***** Excerpted records *****
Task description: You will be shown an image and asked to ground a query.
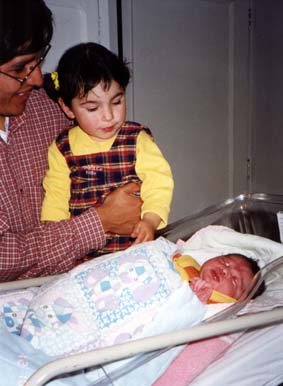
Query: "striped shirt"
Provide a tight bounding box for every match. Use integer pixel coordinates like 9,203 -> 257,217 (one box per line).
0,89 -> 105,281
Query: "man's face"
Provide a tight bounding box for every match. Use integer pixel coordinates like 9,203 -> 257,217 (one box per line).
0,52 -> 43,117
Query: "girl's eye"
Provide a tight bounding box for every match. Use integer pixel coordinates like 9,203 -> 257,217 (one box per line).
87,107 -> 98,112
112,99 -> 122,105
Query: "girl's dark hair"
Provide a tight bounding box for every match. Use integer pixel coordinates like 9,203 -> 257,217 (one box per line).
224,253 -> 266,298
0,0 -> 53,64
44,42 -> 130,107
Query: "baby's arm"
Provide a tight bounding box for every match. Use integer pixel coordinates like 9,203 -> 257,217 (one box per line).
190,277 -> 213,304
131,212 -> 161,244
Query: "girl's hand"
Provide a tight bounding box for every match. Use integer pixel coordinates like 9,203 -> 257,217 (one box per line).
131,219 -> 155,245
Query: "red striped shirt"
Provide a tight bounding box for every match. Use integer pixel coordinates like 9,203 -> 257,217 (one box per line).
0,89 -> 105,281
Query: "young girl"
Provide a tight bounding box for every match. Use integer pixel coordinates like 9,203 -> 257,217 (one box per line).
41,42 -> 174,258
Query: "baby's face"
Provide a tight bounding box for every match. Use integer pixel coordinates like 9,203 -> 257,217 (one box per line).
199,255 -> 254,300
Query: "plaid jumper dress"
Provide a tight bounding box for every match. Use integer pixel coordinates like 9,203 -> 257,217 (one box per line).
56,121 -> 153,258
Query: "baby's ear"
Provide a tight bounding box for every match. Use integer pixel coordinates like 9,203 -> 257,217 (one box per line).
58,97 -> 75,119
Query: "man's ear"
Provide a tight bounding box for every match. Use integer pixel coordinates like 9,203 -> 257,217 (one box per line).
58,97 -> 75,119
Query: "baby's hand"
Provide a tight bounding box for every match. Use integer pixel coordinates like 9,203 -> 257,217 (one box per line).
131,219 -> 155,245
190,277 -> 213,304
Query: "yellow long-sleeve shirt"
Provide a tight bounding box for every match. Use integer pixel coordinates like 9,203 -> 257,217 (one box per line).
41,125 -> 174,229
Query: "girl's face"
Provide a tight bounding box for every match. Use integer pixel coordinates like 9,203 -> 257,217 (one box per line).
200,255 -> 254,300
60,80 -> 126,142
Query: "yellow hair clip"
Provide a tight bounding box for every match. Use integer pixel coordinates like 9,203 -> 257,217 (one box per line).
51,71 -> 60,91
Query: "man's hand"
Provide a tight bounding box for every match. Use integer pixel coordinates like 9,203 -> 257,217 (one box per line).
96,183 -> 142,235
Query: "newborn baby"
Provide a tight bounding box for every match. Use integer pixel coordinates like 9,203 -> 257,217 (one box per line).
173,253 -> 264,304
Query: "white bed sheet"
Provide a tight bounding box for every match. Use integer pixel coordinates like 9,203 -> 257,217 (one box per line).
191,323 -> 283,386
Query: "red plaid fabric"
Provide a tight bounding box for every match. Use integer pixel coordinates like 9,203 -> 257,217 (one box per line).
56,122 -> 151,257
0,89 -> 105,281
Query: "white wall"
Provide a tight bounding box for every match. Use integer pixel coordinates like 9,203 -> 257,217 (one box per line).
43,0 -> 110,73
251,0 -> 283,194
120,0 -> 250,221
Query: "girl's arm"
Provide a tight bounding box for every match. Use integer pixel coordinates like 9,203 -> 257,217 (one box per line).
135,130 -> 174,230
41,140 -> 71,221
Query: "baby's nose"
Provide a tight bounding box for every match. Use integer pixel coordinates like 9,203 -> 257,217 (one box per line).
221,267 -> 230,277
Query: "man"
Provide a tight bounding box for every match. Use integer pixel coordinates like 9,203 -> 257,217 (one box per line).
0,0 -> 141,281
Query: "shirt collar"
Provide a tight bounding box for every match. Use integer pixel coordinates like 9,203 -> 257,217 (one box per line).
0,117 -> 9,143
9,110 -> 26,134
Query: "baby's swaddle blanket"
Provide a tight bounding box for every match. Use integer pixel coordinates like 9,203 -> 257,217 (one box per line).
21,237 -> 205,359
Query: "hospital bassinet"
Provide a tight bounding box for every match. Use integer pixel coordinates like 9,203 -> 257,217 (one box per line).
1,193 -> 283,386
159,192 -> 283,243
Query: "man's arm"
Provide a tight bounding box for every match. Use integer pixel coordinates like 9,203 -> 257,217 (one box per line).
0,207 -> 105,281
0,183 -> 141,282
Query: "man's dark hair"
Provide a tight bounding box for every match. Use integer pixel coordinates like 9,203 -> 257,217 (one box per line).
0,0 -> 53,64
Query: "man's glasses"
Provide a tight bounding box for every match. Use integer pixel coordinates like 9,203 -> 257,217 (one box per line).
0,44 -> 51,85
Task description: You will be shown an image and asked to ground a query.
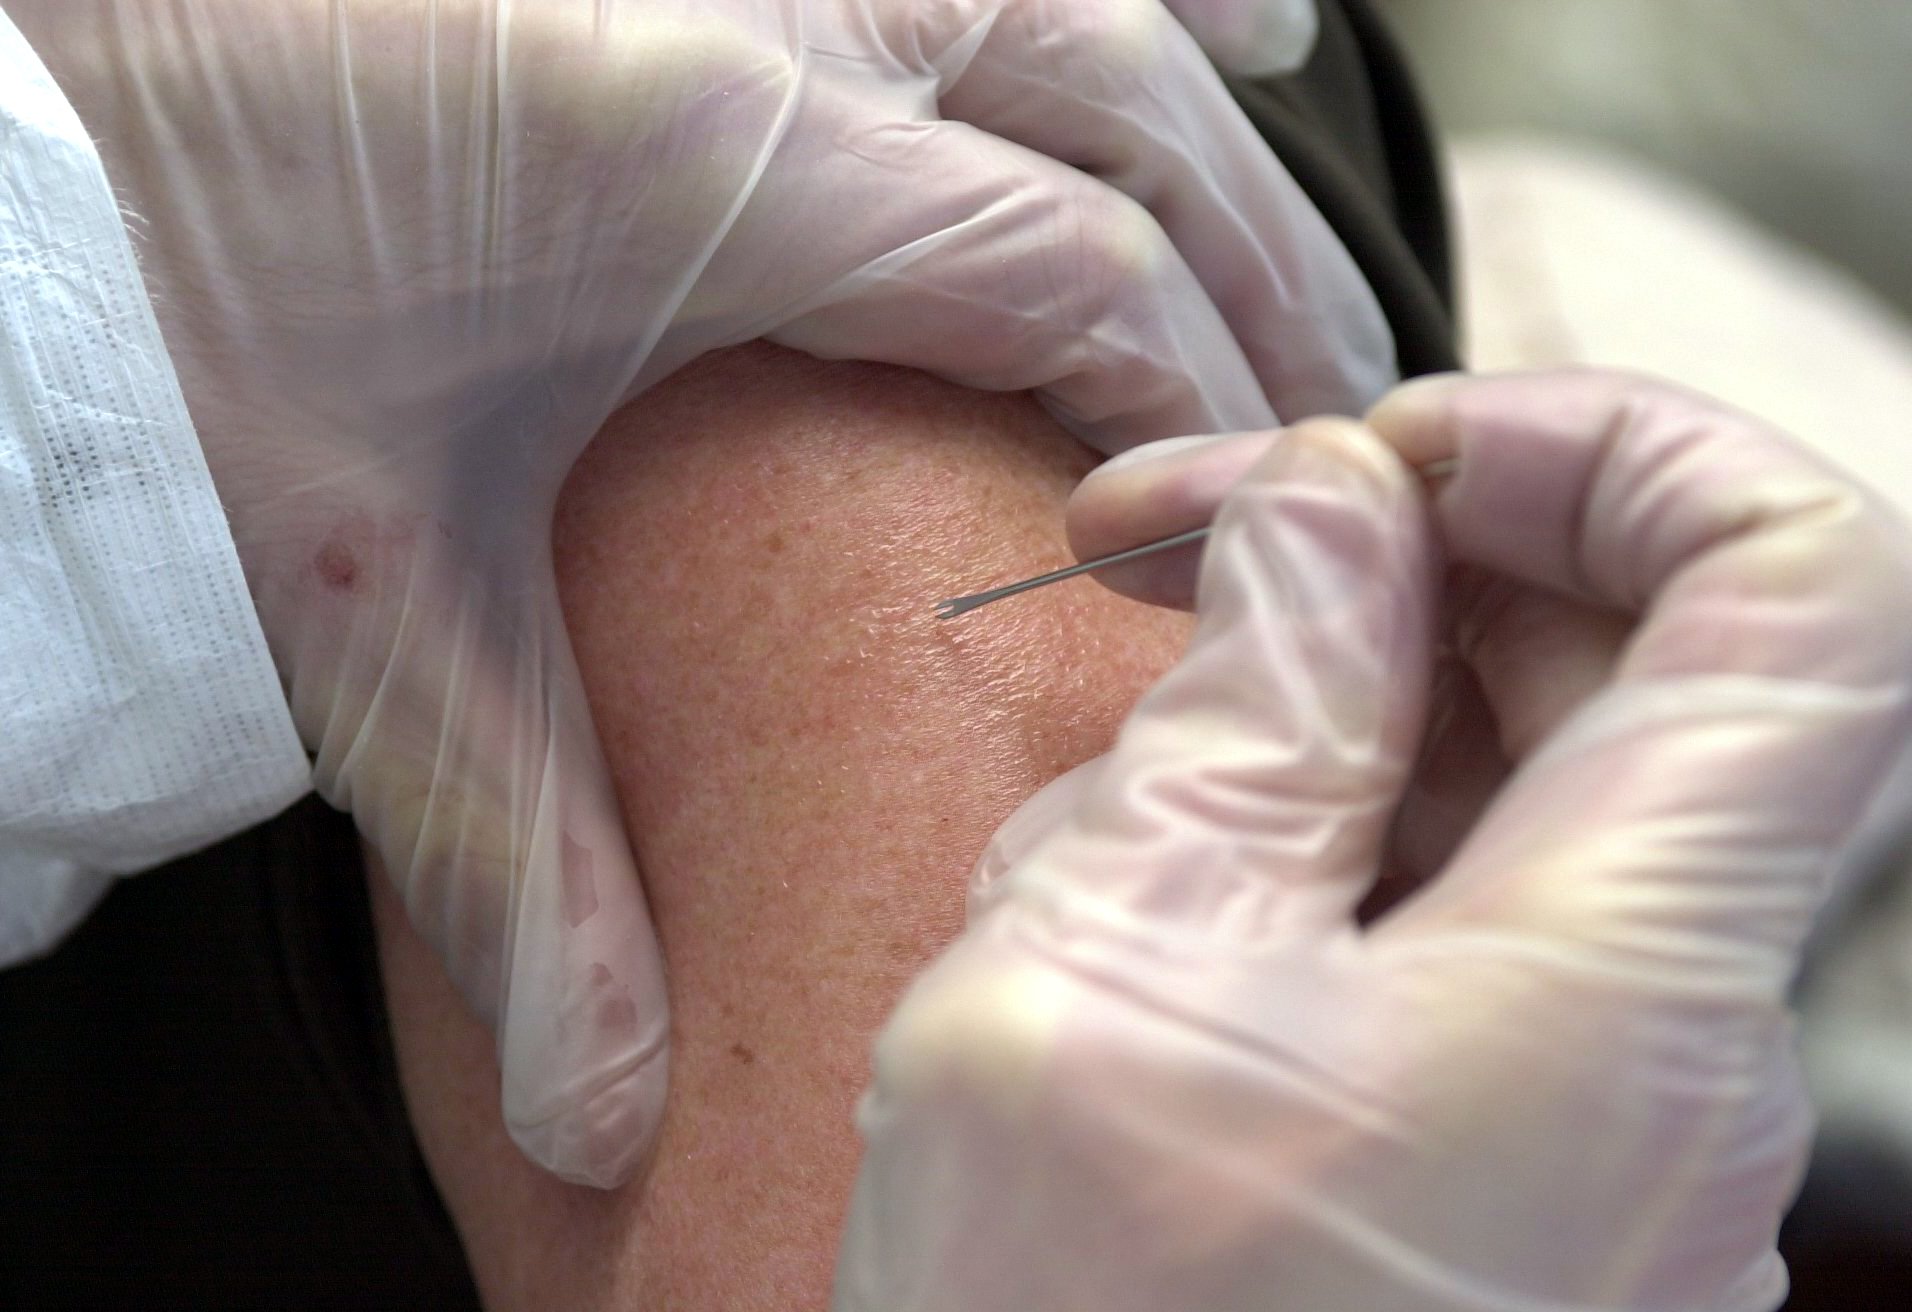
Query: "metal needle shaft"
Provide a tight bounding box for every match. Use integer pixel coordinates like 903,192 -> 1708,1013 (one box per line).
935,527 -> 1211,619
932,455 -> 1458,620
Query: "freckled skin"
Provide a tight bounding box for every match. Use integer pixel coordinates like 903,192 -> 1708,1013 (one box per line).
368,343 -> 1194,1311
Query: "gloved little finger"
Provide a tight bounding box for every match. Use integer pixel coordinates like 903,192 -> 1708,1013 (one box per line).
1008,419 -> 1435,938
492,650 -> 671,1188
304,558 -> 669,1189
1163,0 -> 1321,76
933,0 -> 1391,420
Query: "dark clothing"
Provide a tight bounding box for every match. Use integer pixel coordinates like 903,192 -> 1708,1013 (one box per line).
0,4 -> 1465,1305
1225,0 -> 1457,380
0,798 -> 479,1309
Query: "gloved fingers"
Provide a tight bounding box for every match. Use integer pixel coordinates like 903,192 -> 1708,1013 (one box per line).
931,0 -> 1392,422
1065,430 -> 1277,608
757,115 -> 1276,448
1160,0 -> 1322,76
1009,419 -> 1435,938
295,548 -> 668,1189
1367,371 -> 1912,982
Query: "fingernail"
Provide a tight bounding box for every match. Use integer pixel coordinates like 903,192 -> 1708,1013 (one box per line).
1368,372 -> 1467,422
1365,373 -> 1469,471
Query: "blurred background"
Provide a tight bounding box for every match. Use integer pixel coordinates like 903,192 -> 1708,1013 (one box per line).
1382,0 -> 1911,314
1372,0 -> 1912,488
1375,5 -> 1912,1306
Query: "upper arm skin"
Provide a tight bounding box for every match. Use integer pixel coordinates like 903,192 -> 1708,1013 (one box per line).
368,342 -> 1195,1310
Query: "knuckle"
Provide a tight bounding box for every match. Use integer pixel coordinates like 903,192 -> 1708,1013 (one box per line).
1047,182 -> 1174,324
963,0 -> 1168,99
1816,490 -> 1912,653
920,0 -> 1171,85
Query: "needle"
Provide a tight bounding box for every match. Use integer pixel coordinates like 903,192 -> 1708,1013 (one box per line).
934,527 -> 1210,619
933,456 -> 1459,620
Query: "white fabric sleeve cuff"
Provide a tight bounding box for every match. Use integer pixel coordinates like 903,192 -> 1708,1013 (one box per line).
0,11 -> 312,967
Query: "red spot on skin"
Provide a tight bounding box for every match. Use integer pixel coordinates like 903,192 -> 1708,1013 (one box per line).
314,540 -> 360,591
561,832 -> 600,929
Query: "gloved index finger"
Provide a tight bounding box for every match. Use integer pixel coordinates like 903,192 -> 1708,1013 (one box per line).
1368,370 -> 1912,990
*****
Apart from its pictures, the data is to be repeated exactly.

Task description: You will be shown an image and asked to ground a query.
Query: "striped shirt"
Provide a tight bounding box for every match. Use integer pixel coordinates like 9,203 -> 257,217 (one box per line).
0,89 -> 105,281
Query: "man's face"
Provide a tight bounding box for every match. Use integer pixel coordinates like 9,203 -> 257,217 (one box per line).
0,52 -> 43,117
Query: "girl's eye"
Provide a tight bounding box for every match. Use integer pixel coordinates like 9,203 -> 257,217 (one box per line).
87,107 -> 98,112
112,99 -> 122,105
Query: "girl's dark hair"
Provide a tight bounding box for every match. Use integer pixel coordinates like 9,203 -> 257,217 (one box per line).
224,253 -> 266,298
0,0 -> 53,64
44,42 -> 130,107
Query: "baby's arm"
Provide a tight bounding box for every match. Use integer pixel coordinates like 9,203 -> 257,217 (one box per line).
190,277 -> 213,304
131,212 -> 161,244
Query: "girl's hand"
Provide a tight bounding box for every match. Use integer pixel coordinates like 9,203 -> 257,217 (one box per line).
131,219 -> 155,245
Query: "red striped shirt"
Provide a tight bounding box for every match. Use integer pixel coordinates like 9,203 -> 257,217 (one box per line).
0,89 -> 105,281
Query: "young girl"
Provide a tight bounding box for every match. Use integer pixel coordinates like 9,203 -> 257,217 (one box per line).
41,42 -> 174,258
Query: "baby's face"
Provide a tight bounding box for every match. Use integer pixel coordinates like 9,203 -> 257,217 (one box per line).
199,255 -> 254,300
Query: "plaid jumper dress"
Provide a tight bounding box for every match. Use integer pixel coordinates like 9,203 -> 257,217 (one box per line).
56,121 -> 153,258
Query: "baby's ear"
Provide a tight bounding box for every match. Use integer pixel coordinates like 9,203 -> 257,217 (one box per line).
58,97 -> 75,119
Query: "man's ear"
Provide a tight bounding box for every match. Use integer pixel coordinates like 9,203 -> 257,217 (one box per line).
58,97 -> 75,119
Query: "baby's hand"
Provide a tight bounding box for every match. Use integer pixel coordinates like 9,203 -> 257,217 (one box per line).
131,219 -> 155,245
190,277 -> 213,304
Query: "yellow long-sleeve shirt"
Provide a tight bounding box for every match. Use integer pixel coordinates like 9,203 -> 257,217 (one box per line).
41,125 -> 174,229
Query: "girl's face"
Provide a tight bounding box for every match. Use integer pixel coordinates like 9,203 -> 257,217 (one box per line).
200,255 -> 254,300
60,80 -> 126,142
Query: "yellow hair clip"
Provide a tight bounding box for every match. Use integer pixel coordinates like 9,203 -> 257,217 (one box per line).
51,71 -> 60,91
Query: "man's hand"
Provide a tight bounding box for every match. Use integer pixel coordinates like 9,203 -> 257,217 (one box per line).
96,183 -> 142,235
Query: "newborn baby"
Provide a tight bounding box for every match. Use integer pixel coordinates like 9,203 -> 257,217 (one box per line).
173,253 -> 264,304
Query: "white bed sheet"
Provide a tight bounding box for every match. Use integer pixel coordinates like 9,203 -> 257,217 (one box per line).
191,323 -> 283,386
Query: "red plaid fabric"
Provide a tight bounding box for every match. Use integer pixel coordinates like 9,203 -> 257,217 (one box per line).
56,122 -> 151,257
0,89 -> 105,281
Query: "white wall"
Provide a tight bounding box for every match. Use integer pixel coordinates like 9,203 -> 257,217 (one box per line).
43,0 -> 110,73
251,0 -> 283,194
120,0 -> 250,221
Query: "girl's arm"
Provide a tight bounding box for every match. Use integer pixel coordinates like 9,203 -> 257,217 (one box per line).
135,130 -> 174,230
41,140 -> 71,221
Query: "baby's nose"
Provide a tight bounding box for every match. Use integer pixel coordinates like 9,203 -> 257,217 (one box per line).
221,267 -> 230,277
Query: "man"
Provide a tight bounding box for every match. Use integer pixel coordinates like 9,203 -> 257,217 (one box per line).
0,0 -> 141,281
Query: "shirt collar"
Provide a tight bounding box for every match. Use integer pixel coordinates like 9,203 -> 257,217 (one box per line).
0,117 -> 9,143
9,110 -> 26,134
Query: "baby's swaddle blanket"
Provide a tight bounding box for every match. Use integer pixel coordinates like 9,203 -> 257,217 (one box per line).
21,237 -> 205,359
Query: "hospital bassinet"
Provide a tight bounding box for every match. Use integer pixel coordinates like 9,203 -> 257,217 (one box per line).
1,193 -> 283,386
159,192 -> 283,243
Query: "man's arm"
Provide a tight bounding box for every match. Use integer pixel coordinates like 9,203 -> 257,217 (one box per line).
0,207 -> 105,281
0,183 -> 141,282
Query: "man's dark hair"
Provide a tight bounding box for every match. Use integer pixel coordinates like 9,203 -> 257,217 (one box per line).
0,0 -> 53,64
Query: "man's glasses"
Provide a tight bounding box for every match. Use integer pixel coordinates like 9,203 -> 257,217 (one box per line).
0,44 -> 51,85
Task description: You will be shown an image and asked to ground a query.
Query: "metal needle shaft"
Provide a tight bounding box for every match. Use integer pixel coordinates like 903,192 -> 1708,1013 (one box per line).
935,527 -> 1211,619
932,455 -> 1458,620
Query: "freckled skin"
Provide a tight bounding box for every match. Use integer pixel coordinates like 903,192 -> 1708,1013 (one box per line).
368,343 -> 1194,1311
Query: "gloved little finger"
Provide a tight bounding box for every match. Use integer pixel coordinates like 903,192 -> 1708,1013 (one box per line).
1008,419 -> 1435,938
492,650 -> 671,1188
304,558 -> 669,1189
1163,0 -> 1321,76
933,0 -> 1391,420
Query: "dark clothing"
Provide a tight bounding box for every match. Use integer pixel coordinates like 903,192 -> 1708,1013 (one box per line).
0,4 -> 1465,1305
1225,0 -> 1457,380
0,798 -> 479,1309
Query: "gloved fingers"
Provide a tight bounding box for every match. Use integer pixel coordinates like 903,192 -> 1708,1013 (one box per line).
931,0 -> 1392,422
1065,430 -> 1277,608
757,115 -> 1276,448
1160,0 -> 1322,76
1009,419 -> 1435,938
295,548 -> 668,1189
1367,371 -> 1912,982
Query: "fingernail"
Provide a tight bounding box for every match. Use integer pixel coordinates like 903,192 -> 1708,1013 (one box per line).
1368,372 -> 1467,422
1365,373 -> 1469,471
Query: "blurred background"
Provide a tight bounding box for every match. Use integer pixel coordinates like 903,192 -> 1708,1013 (one box per line).
1382,0 -> 1911,314
1372,0 -> 1912,488
1375,5 -> 1912,1306
Query: "upper arm skin"
Provide a tight bounding box for every match. Use integer pixel coordinates like 903,192 -> 1708,1013 (one box per line).
368,342 -> 1195,1310
Query: "knuckle"
Provide a tight bounding box for every match. Use integer pixel coordinates like 903,192 -> 1708,1013 (one box per line).
1047,182 -> 1174,324
963,0 -> 1168,99
1816,490 -> 1912,653
920,0 -> 1171,85
Query: "needle"
Provide a tight bounding box for every match. Use integer pixel coordinates like 903,192 -> 1708,1013 (one box per line).
934,527 -> 1210,619
933,456 -> 1459,620
Query: "white fabric sleeve cuff"
Provide a tight bounding box for every match. Use integer pixel coordinates like 903,192 -> 1708,1013 (one box per line).
0,11 -> 312,967
Query: "red spot on skin"
Provide a tight bounding box for every match. Use integer pixel coordinates like 903,192 -> 1708,1013 (one box per line).
314,540 -> 360,591
561,832 -> 600,929
Query: "gloved index finger"
Provide a tight bounding box for every match. Use integer pixel coordinates like 903,192 -> 1708,1013 (one box per line).
1368,370 -> 1912,990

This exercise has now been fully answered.